SHORT TASK
Rescale these items: write every line out again, requests included, with each point coordinate in the answers multiplied by 1.15 and rounded to a whole number, halves rounded up. Cover all the items and leave the pictures out of your answer.

--- MATERIAL FOR THE TASK ---

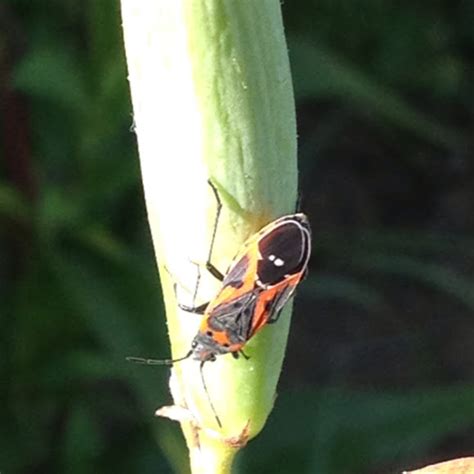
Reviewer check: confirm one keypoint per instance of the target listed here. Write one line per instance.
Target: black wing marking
(284, 251)
(276, 305)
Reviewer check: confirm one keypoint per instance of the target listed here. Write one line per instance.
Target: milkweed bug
(259, 281)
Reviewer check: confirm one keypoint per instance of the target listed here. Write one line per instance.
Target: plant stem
(212, 97)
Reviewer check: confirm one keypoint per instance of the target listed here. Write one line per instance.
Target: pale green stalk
(212, 97)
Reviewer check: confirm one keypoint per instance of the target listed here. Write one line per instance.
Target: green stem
(212, 97)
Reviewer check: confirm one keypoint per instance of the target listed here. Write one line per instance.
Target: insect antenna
(142, 360)
(201, 365)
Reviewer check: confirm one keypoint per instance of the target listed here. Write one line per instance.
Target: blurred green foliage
(380, 358)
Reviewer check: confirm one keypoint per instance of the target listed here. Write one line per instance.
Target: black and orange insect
(259, 281)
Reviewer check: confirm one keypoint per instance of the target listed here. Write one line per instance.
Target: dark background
(378, 375)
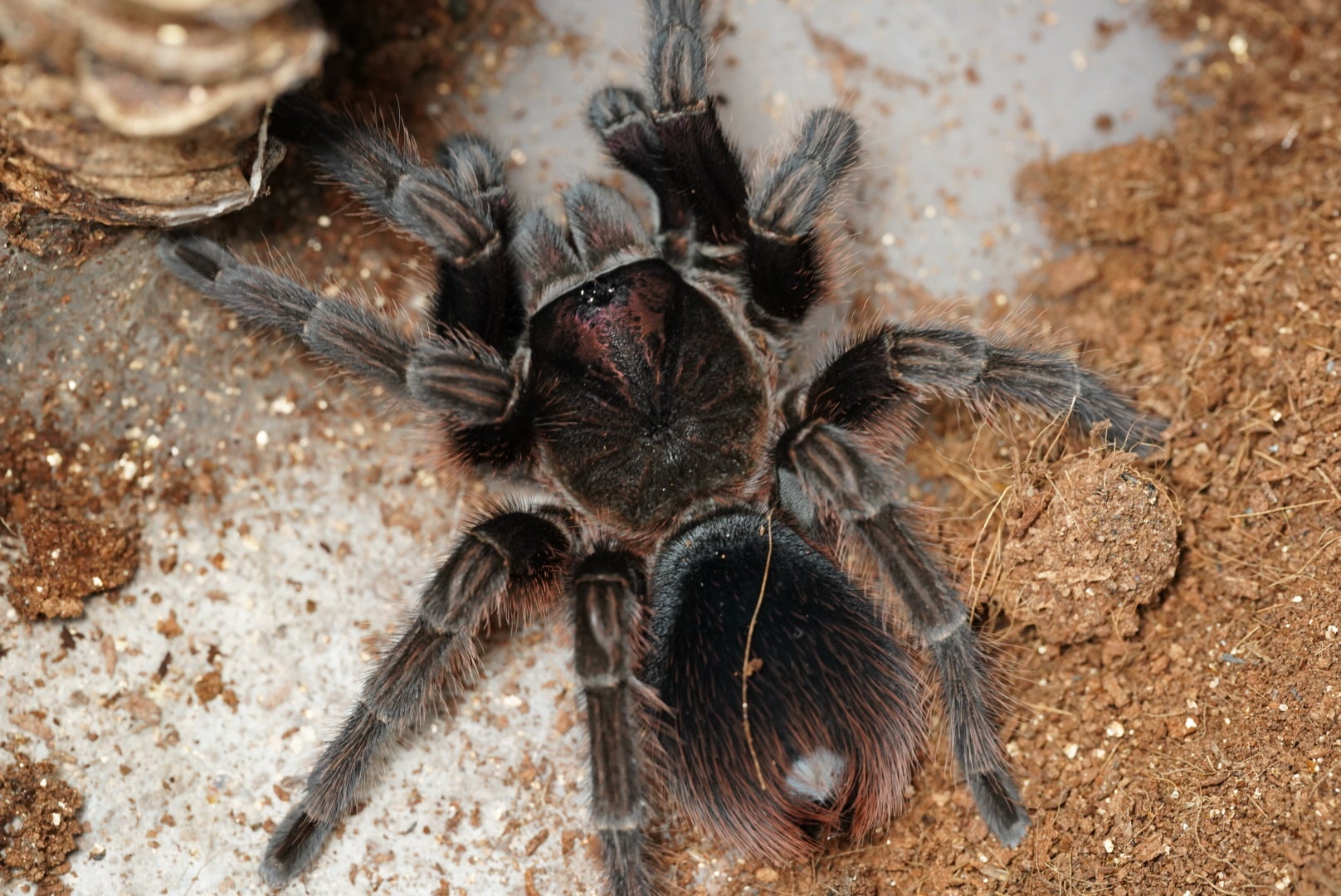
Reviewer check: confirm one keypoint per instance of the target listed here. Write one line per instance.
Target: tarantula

---

FINAL RESULT
Reviewer check: confirm one keypoint per instance of the target listed here. Write one line per instance.
Target: black wing marking
(327, 289)
(317, 351)
Reviewer check: confirm one keypoint per instance of the target listed here. Write one line per instance.
Target: milkweed bug
(298, 323)
Reviewer check: confirm one keypoint per instance of the target listed here. Write one line per instance.
Target: plant stem
(244, 112)
Reviewer check: confirm one keypoint per instance of the target listed here. Write one line per instance.
Target: pale green stalk
(244, 112)
Reviewer check: confirm one keypoint per instance of the target listed here. Write one line per instance.
Target: green stem
(244, 112)
Reviewer check: confirm one keypoint per instance of the target listed here. Write one line per instance.
Target: insect antenna
(163, 414)
(231, 420)
Reviewer check: confirm one keypoint per instance of the target listed here. Write one line per instance.
Target: blurred green foliage
(437, 412)
Reviewer check: confirm one keypoint per instance of the target listed here. Write one line per instance.
Target: black and orange insect
(298, 323)
Reviewer check: confirm one keypoint per instance of the target listed here. Write one line per instance.
Target: dark background
(435, 431)
Reviewer check: confirm one keypoint per instance of the target listed here. Write one line per instance.
Target: tarantula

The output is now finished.